- _SET EXERCISE_:
Put each line of the data below into a Markdown table with two columns, Row for the row number and Text for the line. Leave out blank lines.

- _DATASET EXTRACT_:
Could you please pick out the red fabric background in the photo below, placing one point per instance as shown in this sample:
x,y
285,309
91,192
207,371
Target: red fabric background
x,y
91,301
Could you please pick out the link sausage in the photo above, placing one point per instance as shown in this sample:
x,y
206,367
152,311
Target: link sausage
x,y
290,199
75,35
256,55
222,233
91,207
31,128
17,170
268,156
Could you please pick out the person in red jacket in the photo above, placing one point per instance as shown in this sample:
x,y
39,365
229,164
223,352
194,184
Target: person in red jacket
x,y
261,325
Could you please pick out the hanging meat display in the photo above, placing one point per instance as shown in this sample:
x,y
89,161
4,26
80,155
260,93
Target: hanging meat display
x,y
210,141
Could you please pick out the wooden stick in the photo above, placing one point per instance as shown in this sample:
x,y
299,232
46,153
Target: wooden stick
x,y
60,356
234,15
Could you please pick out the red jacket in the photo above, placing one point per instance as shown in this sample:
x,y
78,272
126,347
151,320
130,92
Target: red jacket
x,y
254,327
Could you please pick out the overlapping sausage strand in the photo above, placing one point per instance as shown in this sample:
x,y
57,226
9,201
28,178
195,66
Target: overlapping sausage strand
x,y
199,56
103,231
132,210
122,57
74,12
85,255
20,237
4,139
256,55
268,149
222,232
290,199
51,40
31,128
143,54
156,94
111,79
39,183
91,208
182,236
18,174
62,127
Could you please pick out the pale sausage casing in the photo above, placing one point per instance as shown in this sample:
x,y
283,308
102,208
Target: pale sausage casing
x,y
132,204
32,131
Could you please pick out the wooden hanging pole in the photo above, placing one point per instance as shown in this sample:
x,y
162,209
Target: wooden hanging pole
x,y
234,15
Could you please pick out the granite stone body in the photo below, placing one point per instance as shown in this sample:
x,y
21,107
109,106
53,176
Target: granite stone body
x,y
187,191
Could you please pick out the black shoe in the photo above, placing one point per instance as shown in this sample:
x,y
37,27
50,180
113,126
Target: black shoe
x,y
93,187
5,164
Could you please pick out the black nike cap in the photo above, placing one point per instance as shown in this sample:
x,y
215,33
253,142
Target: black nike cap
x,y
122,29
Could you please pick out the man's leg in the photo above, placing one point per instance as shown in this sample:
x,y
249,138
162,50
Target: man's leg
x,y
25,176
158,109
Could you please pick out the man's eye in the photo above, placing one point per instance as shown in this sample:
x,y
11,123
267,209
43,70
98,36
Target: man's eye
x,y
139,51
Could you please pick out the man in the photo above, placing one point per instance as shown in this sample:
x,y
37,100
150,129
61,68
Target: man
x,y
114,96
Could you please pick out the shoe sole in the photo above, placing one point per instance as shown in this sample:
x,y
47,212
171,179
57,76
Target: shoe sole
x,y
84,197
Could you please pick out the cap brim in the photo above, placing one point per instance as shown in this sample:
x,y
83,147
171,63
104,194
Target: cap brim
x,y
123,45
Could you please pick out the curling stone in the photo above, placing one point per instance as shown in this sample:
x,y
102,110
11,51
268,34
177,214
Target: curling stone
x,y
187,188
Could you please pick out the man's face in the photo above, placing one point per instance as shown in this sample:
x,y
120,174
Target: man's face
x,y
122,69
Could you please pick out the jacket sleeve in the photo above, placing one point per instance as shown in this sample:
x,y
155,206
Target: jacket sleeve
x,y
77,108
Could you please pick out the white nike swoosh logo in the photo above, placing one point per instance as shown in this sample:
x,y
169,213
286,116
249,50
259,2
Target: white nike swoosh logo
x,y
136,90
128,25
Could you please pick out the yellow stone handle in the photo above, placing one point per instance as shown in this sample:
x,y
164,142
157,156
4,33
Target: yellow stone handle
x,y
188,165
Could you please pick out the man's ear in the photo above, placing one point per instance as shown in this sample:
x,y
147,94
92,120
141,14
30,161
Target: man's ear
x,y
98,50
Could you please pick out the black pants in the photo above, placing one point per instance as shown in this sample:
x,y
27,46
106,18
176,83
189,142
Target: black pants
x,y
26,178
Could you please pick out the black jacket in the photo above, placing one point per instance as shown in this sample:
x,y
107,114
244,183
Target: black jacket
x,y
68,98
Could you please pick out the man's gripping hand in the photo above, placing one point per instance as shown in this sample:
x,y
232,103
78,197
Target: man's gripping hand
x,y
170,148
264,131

- _PROBLEM SOLUTION_:
| Row | Text |
|---|---|
| 1 | Could you please pick out the red fabric background in the photo below, placing one point per instance as shown in this sample: |
| 2 | x,y |
| 3 | 285,309 |
| 4 | 91,192 |
| 5 | 207,371 |
| 6 | Target: red fabric background |
| 7 | x,y |
| 8 | 91,301 |
| 9 | Could you please pick out the link sausage in the photo above, placing one point per instance as shown in this sample: |
| 10 | x,y |
| 11 | 206,367 |
| 12 | 152,311 |
| 13 | Target: link sausage |
| 14 | x,y |
| 15 | 290,199 |
| 16 | 75,35 |
| 17 | 256,55 |
| 18 | 222,233 |
| 19 | 91,207 |
| 20 | 31,128 |
| 21 | 17,170 |
| 22 | 268,156 |
| 23 | Could you please pick out the person in red jacket in the photo above, placing one point per instance as shown in this sample: |
| 24 | x,y |
| 25 | 39,365 |
| 26 | 229,164 |
| 27 | 223,352 |
| 28 | 194,184 |
| 29 | Target: person in red jacket |
| 30 | x,y |
| 31 | 261,325 |
| 32 | Could you please pick out the hanging meat display in the photo above, placing one point per instance as shown in this sample: |
| 33 | x,y |
| 34 | 89,161 |
| 35 | 4,26 |
| 36 | 80,155 |
| 37 | 260,93 |
| 38 | Target: hanging meat display |
| 39 | x,y |
| 40 | 210,141 |
| 41 | Could you please pick out the wooden stick in the photo above, placing one point per instance as shown in this sample: |
| 42 | x,y |
| 43 | 299,232 |
| 44 | 46,153 |
| 45 | Target: wooden stick |
| 46 | x,y |
| 47 | 60,356 |
| 48 | 234,15 |
| 49 | Could you please pick out the red jacket in the photo above, placing one point per instance as shown in this sample: |
| 50 | x,y |
| 51 | 78,272 |
| 52 | 126,347 |
| 53 | 151,320 |
| 54 | 130,92 |
| 55 | Target: red jacket |
| 56 | x,y |
| 57 | 254,327 |
| 58 | Could you please pick out the overlapping sausage strand in the photo above, placing one point per instance as shown in this sample: |
| 59 | x,y |
| 60 | 57,226 |
| 61 | 9,201 |
| 62 | 28,178 |
| 63 | 195,66 |
| 64 | Target: overlapping sausage strand |
| 65 | x,y |
| 66 | 199,56 |
| 67 | 103,231 |
| 68 | 132,210 |
| 69 | 122,57 |
| 70 | 74,12 |
| 71 | 85,255 |
| 72 | 20,237 |
| 73 | 4,139 |
| 74 | 256,55 |
| 75 | 268,149 |
| 76 | 222,232 |
| 77 | 290,199 |
| 78 | 51,40 |
| 79 | 31,128 |
| 80 | 143,54 |
| 81 | 156,94 |
| 82 | 111,79 |
| 83 | 39,183 |
| 84 | 91,208 |
| 85 | 182,236 |
| 86 | 18,174 |
| 87 | 62,127 |
| 88 | Could you please pick out the pale sausage casing in the photo above, placing one point per instance as shown in this sample: |
| 89 | x,y |
| 90 | 283,308 |
| 91 | 102,208 |
| 92 | Target: pale sausage casing |
| 93 | x,y |
| 94 | 132,204 |
| 95 | 32,131 |
| 96 | Could you please pick out the wooden hanging pole in the photo above, placing one point per instance as shown in this sample: |
| 97 | x,y |
| 98 | 162,209 |
| 99 | Target: wooden hanging pole |
| 100 | x,y |
| 101 | 234,15 |
| 102 | Could you please pick out the granite stone body in the photo below, placing one point per instance as shown in this sample: |
| 103 | x,y |
| 104 | 21,107 |
| 105 | 109,106 |
| 106 | 53,176 |
| 107 | Target: granite stone body |
| 108 | x,y |
| 109 | 187,191 |
| 110 | Could you please pick out the black shoe in the photo above, placing one point per instance as shown in this sample: |
| 111 | x,y |
| 112 | 37,27 |
| 113 | 50,180 |
| 114 | 113,126 |
| 115 | Target: black shoe |
| 116 | x,y |
| 117 | 93,187 |
| 118 | 5,164 |
| 119 | Could you please pick out the black nike cap in the photo above, placing one point per instance as shown in this sample: |
| 120 | x,y |
| 121 | 215,33 |
| 122 | 253,142 |
| 123 | Target: black nike cap |
| 124 | x,y |
| 125 | 122,29 |
| 126 | Could you please pick out the man's leg in the photo above, placing one point per instance as shown in this sample: |
| 127 | x,y |
| 128 | 249,138 |
| 129 | 162,50 |
| 130 | Target: man's leg |
| 131 | x,y |
| 132 | 25,176 |
| 133 | 158,109 |
| 134 | Could you please pick out the man's eye in the photo above, placing one point per instance as shown in this sample: |
| 135 | x,y |
| 136 | 11,123 |
| 137 | 267,209 |
| 138 | 43,70 |
| 139 | 98,36 |
| 140 | Target: man's eye |
| 141 | x,y |
| 142 | 139,51 |
| 143 | Could you please pick out the man in the photo above, placing one point per instance as shown in this sample: |
| 144 | x,y |
| 145 | 37,100 |
| 146 | 150,129 |
| 147 | 61,68 |
| 148 | Target: man |
| 149 | x,y |
| 150 | 114,96 |
| 151 | Could you please pick out the shoe sole in the photo above, placing one point per instance as shown in this sample: |
| 152 | x,y |
| 153 | 47,212 |
| 154 | 171,179 |
| 155 | 57,76 |
| 156 | Target: shoe sole |
| 157 | x,y |
| 158 | 84,197 |
| 159 | Could you please pick out the cap brim in the photo above, placing one point per instance as shown in this sample: |
| 160 | x,y |
| 161 | 83,147 |
| 162 | 171,63 |
| 163 | 104,194 |
| 164 | Target: cap brim |
| 165 | x,y |
| 166 | 123,45 |
| 167 | Could you please pick out the curling stone in the photo above, placing one point per instance as shown in this sample: |
| 168 | x,y |
| 169 | 102,110 |
| 170 | 11,51 |
| 171 | 268,34 |
| 172 | 177,214 |
| 173 | Target: curling stone |
| 174 | x,y |
| 175 | 187,188 |
| 176 | Could you please pick out the man's face in the photo above, placing one point per instance as shown in this sample: |
| 177 | x,y |
| 178 | 120,174 |
| 179 | Target: man's face |
| 180 | x,y |
| 181 | 122,69 |
| 182 | Could you please pick out the jacket sleeve in the photo above, placing one point per instance as shown in this sample: |
| 183 | x,y |
| 184 | 155,206 |
| 185 | Target: jacket sleeve |
| 186 | x,y |
| 187 | 77,108 |
| 188 | Could you please pick out the white nike swoosh logo in the photo above, placing one point per instance as shown in this sample: |
| 189 | x,y |
| 190 | 169,213 |
| 191 | 286,116 |
| 192 | 249,50 |
| 193 | 259,2 |
| 194 | Target: white nike swoosh logo |
| 195 | x,y |
| 196 | 136,90 |
| 197 | 128,25 |
| 198 | Could you please pick out the yellow stone handle in the photo above, placing one point per instance as shown in this sample: |
| 199 | x,y |
| 200 | 164,142 |
| 201 | 157,156 |
| 202 | 4,33 |
| 203 | Target: yellow stone handle |
| 204 | x,y |
| 205 | 188,165 |
| 206 | Could you please pick out the man's ear in the photo above, placing one point per instance as shown in this sample: |
| 207 | x,y |
| 208 | 147,94 |
| 209 | 92,120 |
| 210 | 141,14 |
| 211 | 30,161 |
| 212 | Target: man's ear |
| 213 | x,y |
| 214 | 98,50 |
| 215 | Could you please pick out the black pants in the photo above, placing one point per instance as shown in this sample: |
| 216 | x,y |
| 217 | 27,46 |
| 218 | 106,18 |
| 219 | 176,83 |
| 220 | 189,142 |
| 221 | Target: black pants |
| 222 | x,y |
| 223 | 26,178 |
| 224 | Could you please pick out the black jacket in the photo above, placing one point per instance as shown in this sample: |
| 225 | x,y |
| 226 | 107,114 |
| 227 | 244,183 |
| 228 | Target: black jacket |
| 229 | x,y |
| 230 | 68,98 |
| 231 | Could you please pick out the man's gripping hand in the photo above, placing one point per instance as shown in this sample: |
| 232 | x,y |
| 233 | 232,103 |
| 234 | 78,197 |
| 235 | Target: man's gripping hand |
| 236 | x,y |
| 237 | 170,148 |
| 238 | 264,131 |